> [DATA FOR PROCESSING]
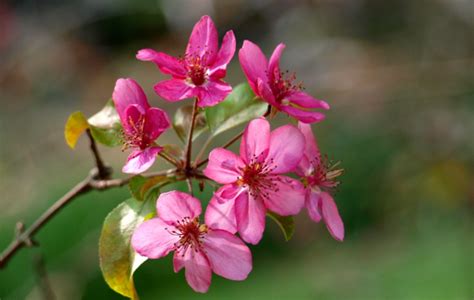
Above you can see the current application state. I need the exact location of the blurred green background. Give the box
[0,0,474,300]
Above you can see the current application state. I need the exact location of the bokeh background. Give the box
[0,0,474,300]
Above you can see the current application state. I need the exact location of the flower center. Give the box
[269,71,303,103]
[186,55,207,86]
[237,157,279,198]
[123,115,153,150]
[305,155,344,189]
[166,217,208,255]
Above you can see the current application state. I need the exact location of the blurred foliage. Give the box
[0,0,474,300]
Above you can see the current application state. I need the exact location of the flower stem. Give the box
[185,98,198,171]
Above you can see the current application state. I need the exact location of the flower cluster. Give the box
[108,16,344,292]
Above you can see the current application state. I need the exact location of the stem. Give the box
[194,135,214,167]
[86,129,112,179]
[185,98,198,170]
[196,131,244,168]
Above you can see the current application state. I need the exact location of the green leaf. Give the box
[128,175,170,201]
[173,105,207,141]
[88,99,122,147]
[205,83,268,136]
[64,111,89,149]
[267,212,295,242]
[99,198,155,299]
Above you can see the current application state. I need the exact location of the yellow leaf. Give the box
[64,111,89,149]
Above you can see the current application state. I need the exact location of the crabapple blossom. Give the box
[132,191,252,293]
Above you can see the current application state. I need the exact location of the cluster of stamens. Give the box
[268,71,303,103]
[237,155,279,198]
[165,217,208,256]
[306,155,344,189]
[122,115,153,150]
[184,52,209,86]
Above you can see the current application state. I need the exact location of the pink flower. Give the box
[112,78,170,174]
[239,41,329,123]
[137,16,235,107]
[204,118,305,244]
[296,122,344,241]
[132,191,252,293]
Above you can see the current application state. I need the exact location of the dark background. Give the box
[0,0,474,300]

> [TASK DESCRIPTION] Rewrite the whole listing above with "exact location" changed to "precise position" everywhere, leaving every other word unchanged. Leave out the pictures.

> [PROBLEM SOLUTION]
Above you can see the current application state. I need the precise position of the blurred green background. Give the box
[0,0,474,300]
Above you can see the current application state. I need the precise position of the bokeh background. Give the box
[0,0,474,300]
Above you can see the current application state. I need the precise position of the flower center. Give the box
[269,71,303,103]
[186,55,207,86]
[237,157,279,198]
[123,115,153,150]
[305,155,344,189]
[166,217,208,255]
Above you can see the current application state. I need the precise position of the blurred foliage. Give the box
[0,0,474,300]
Above you can see the current application state. I need the precise position of the flower stem. Give the box
[185,98,198,171]
Above you can see the current application state. I need the precise position of the flower cluster. Give the box
[108,16,344,292]
Above you can see the current application state. I need the precise position of the stem. Give the box
[194,135,214,167]
[86,129,112,179]
[185,98,198,170]
[196,131,244,168]
Above you can see the current application state. I need the precise position of the green leaf. Give the box
[128,175,170,201]
[173,105,207,141]
[88,99,122,147]
[205,83,268,136]
[64,111,89,149]
[267,212,295,242]
[99,198,155,299]
Above you can see the current application state. I need the precise position of the yellow leaf. Give the box
[64,111,89,149]
Above you can see the current application state. I need the precise position of the crabapple blossom. Give the box
[132,191,252,293]
Above you can see the current application state. I need the precise position of the cluster of stamens. Give the box
[268,71,303,103]
[237,155,279,198]
[165,217,208,256]
[306,155,344,189]
[122,115,153,150]
[184,52,209,86]
Above you can see the current application state. I need the precise position of the pink flower. Give the box
[112,78,170,174]
[239,41,329,123]
[137,16,235,107]
[204,118,305,244]
[296,122,344,241]
[132,191,252,293]
Above you can see the current application state. I need the precise position of the dark background. Give the box
[0,0,474,300]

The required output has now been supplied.